→ WHAT THE EXERCISE ASKS:
Find every line in the rows below that contains the word "silhouette", and copy each of those lines out in full.

→ DATA ROWS:

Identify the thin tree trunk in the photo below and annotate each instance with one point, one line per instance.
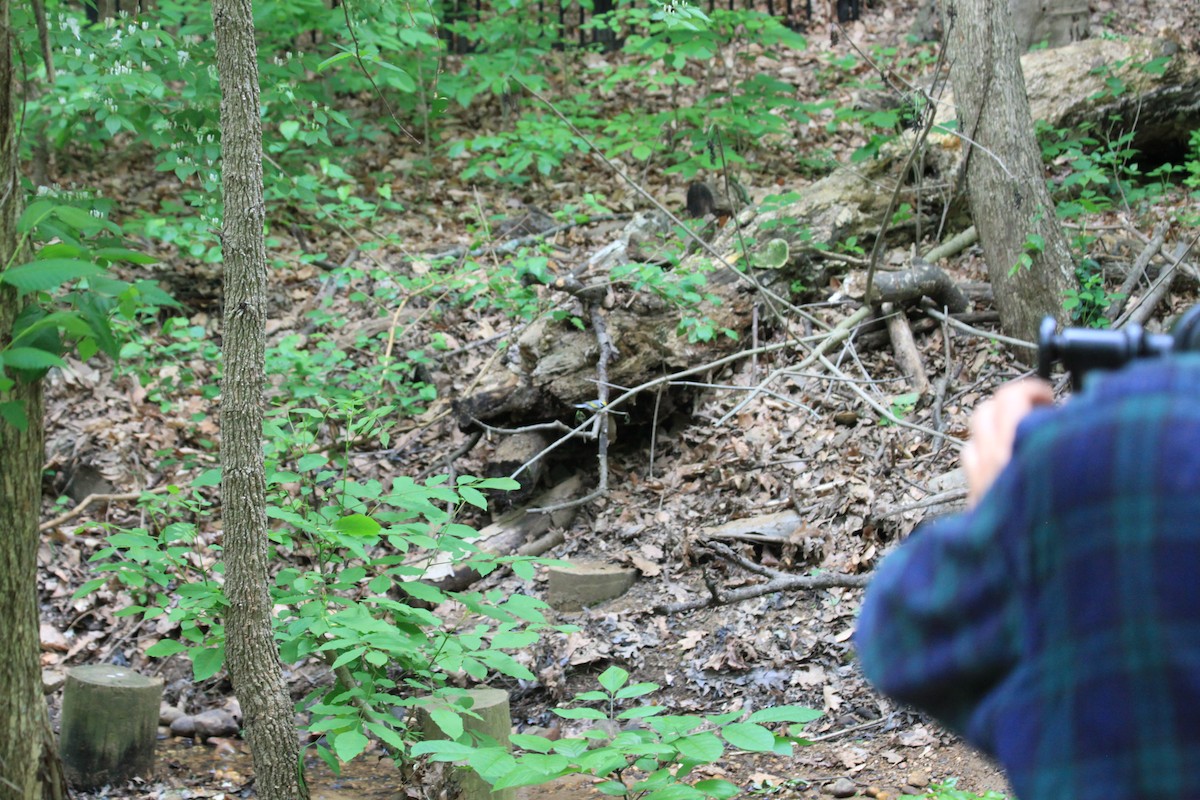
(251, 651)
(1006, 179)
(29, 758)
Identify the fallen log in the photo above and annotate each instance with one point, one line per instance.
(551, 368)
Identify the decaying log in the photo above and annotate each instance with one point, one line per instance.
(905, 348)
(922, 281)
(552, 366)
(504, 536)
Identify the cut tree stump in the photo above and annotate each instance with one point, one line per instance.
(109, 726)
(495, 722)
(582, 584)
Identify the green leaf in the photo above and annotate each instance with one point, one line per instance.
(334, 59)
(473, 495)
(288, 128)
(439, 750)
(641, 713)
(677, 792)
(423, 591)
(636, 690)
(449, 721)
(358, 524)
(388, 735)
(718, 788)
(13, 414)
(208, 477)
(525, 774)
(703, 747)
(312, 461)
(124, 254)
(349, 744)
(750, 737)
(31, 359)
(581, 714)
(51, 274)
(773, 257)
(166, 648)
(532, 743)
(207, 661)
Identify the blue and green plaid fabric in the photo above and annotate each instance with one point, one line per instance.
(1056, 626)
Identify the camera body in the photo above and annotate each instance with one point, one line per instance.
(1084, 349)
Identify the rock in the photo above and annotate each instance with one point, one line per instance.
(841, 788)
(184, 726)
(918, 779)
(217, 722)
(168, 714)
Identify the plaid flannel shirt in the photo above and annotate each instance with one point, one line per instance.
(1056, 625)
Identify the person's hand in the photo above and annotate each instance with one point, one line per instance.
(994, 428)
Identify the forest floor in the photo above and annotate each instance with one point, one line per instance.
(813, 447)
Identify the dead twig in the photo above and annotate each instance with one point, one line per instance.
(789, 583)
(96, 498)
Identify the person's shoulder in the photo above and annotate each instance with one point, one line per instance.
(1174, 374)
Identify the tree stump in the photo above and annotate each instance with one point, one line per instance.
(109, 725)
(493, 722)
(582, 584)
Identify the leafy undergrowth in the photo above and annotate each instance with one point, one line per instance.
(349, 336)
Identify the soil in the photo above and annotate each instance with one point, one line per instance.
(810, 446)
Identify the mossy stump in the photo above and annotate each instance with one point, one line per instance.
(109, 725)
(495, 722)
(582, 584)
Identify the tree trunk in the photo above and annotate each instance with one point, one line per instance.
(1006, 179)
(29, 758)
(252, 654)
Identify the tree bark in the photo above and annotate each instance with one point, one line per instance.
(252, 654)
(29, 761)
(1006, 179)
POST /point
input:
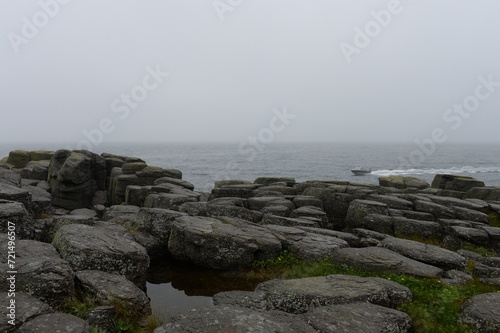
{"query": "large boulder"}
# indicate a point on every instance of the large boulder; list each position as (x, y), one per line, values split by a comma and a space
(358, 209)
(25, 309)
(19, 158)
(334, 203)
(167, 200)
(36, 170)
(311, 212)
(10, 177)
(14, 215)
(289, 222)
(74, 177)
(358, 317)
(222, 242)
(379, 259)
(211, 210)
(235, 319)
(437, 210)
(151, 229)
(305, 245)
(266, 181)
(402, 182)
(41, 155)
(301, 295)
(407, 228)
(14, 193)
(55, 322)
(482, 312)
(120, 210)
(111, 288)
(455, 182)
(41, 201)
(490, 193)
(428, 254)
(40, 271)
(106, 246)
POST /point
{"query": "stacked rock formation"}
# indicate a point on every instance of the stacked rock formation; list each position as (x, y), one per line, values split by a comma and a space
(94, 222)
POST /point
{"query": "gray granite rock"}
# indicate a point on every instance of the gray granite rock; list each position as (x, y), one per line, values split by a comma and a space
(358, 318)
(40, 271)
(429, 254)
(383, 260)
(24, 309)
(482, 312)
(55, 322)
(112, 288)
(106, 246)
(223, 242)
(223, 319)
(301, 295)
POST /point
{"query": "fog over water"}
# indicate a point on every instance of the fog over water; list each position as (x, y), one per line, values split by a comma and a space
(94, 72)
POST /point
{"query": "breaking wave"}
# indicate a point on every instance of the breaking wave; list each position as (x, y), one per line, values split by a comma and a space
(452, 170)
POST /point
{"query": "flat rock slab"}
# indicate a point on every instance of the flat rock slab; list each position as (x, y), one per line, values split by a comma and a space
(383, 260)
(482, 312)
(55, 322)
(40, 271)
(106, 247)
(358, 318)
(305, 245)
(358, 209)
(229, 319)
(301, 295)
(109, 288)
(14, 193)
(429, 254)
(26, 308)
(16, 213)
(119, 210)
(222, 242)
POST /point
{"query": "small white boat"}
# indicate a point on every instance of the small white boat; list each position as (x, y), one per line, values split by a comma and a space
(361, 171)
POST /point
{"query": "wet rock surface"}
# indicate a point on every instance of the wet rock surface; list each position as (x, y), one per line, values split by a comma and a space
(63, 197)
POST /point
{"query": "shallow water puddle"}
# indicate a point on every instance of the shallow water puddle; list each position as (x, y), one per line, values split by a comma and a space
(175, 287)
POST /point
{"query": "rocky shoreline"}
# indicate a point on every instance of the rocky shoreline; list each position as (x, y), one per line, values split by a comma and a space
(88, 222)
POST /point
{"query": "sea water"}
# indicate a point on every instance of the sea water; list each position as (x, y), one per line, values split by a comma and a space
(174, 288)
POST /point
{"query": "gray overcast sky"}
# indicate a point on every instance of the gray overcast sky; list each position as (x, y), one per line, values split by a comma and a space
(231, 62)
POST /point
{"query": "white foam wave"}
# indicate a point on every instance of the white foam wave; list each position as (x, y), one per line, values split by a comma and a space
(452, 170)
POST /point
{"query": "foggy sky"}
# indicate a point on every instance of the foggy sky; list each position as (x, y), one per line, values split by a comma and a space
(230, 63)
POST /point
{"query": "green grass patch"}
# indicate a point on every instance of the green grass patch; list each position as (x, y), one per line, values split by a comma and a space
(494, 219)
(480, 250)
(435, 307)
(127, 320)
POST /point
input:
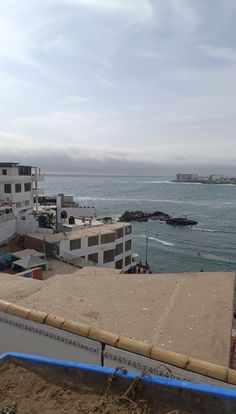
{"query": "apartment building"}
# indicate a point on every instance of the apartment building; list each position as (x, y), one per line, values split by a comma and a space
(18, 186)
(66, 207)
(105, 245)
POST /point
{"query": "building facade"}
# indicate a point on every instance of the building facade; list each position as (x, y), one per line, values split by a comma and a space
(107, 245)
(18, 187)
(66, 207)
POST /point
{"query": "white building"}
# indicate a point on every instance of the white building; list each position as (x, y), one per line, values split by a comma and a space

...

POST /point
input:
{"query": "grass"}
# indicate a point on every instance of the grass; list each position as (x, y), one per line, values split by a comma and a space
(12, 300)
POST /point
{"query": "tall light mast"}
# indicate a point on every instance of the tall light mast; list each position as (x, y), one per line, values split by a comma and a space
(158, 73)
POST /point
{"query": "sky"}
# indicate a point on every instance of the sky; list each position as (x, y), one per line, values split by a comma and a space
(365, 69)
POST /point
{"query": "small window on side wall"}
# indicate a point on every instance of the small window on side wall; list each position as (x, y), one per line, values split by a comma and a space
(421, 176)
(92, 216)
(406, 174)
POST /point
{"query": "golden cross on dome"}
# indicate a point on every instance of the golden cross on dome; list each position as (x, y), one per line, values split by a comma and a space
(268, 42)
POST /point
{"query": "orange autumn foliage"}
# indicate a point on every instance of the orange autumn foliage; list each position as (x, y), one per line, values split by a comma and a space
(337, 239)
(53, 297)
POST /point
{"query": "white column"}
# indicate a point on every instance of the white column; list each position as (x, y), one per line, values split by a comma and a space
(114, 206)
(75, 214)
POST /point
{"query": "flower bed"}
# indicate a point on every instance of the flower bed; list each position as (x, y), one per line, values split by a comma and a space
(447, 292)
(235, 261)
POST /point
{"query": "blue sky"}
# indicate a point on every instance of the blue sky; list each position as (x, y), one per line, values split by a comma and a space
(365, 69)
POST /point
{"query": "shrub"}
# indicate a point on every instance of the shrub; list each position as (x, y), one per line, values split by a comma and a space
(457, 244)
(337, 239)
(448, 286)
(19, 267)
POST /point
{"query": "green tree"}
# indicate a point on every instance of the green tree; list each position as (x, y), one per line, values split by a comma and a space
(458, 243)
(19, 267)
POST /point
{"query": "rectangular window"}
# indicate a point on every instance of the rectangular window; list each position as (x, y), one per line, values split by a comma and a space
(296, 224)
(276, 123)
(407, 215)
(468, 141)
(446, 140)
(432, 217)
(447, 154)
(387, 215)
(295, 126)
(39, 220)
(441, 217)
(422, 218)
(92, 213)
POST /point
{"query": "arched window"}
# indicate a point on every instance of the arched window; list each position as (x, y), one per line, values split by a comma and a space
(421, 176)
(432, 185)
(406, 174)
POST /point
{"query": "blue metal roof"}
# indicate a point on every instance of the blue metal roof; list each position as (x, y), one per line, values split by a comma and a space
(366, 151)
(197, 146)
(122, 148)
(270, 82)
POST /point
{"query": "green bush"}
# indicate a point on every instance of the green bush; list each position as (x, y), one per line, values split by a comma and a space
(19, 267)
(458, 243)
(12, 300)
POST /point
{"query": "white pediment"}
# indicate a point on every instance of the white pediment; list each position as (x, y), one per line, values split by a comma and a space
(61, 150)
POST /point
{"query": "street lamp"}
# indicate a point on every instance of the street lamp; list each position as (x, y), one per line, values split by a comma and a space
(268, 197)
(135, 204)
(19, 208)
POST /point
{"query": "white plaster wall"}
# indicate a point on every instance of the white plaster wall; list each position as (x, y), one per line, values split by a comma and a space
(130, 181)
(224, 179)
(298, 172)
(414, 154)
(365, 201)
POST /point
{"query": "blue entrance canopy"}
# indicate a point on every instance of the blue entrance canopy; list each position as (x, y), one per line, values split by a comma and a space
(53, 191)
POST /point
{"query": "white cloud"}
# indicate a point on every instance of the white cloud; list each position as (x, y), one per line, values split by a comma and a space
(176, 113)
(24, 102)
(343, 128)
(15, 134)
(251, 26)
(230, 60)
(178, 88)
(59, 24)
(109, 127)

...

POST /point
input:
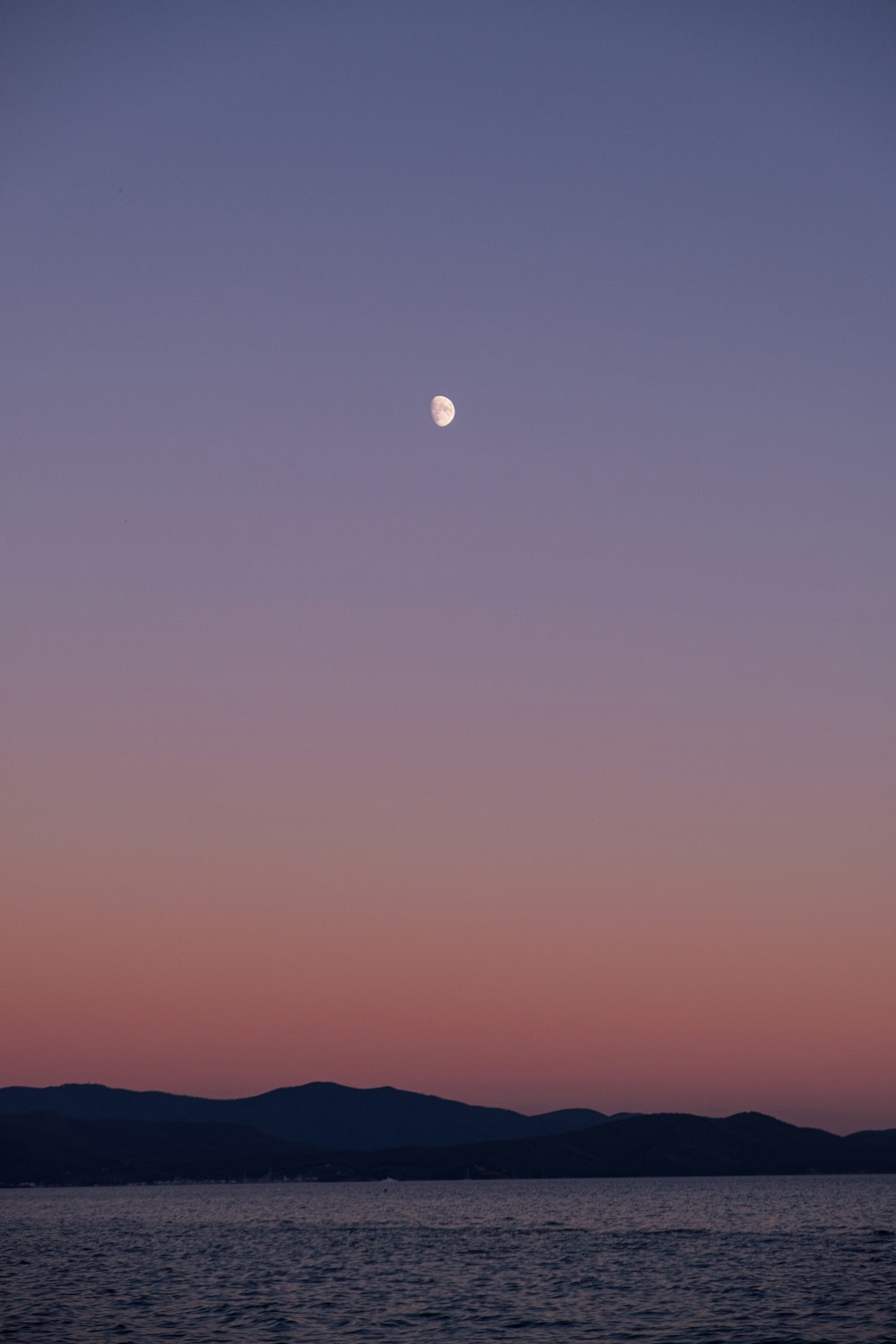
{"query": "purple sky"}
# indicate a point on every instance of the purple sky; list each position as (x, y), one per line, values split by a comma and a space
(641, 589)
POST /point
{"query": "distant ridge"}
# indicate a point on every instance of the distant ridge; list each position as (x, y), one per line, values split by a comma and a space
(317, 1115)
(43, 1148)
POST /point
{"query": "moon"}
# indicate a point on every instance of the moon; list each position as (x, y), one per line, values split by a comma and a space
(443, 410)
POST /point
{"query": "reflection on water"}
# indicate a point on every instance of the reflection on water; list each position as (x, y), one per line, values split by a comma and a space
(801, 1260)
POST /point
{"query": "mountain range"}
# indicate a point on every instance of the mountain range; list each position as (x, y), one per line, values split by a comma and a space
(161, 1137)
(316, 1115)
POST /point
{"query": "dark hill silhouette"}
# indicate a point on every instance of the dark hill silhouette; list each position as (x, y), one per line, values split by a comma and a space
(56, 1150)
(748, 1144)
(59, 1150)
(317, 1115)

→ RESULT BELOW:
{"query": "dark hill silhouette"}
# indicate a point on every instance of the dark hill silhouette; list each position as (x, y), one per line, values split by a comma and a space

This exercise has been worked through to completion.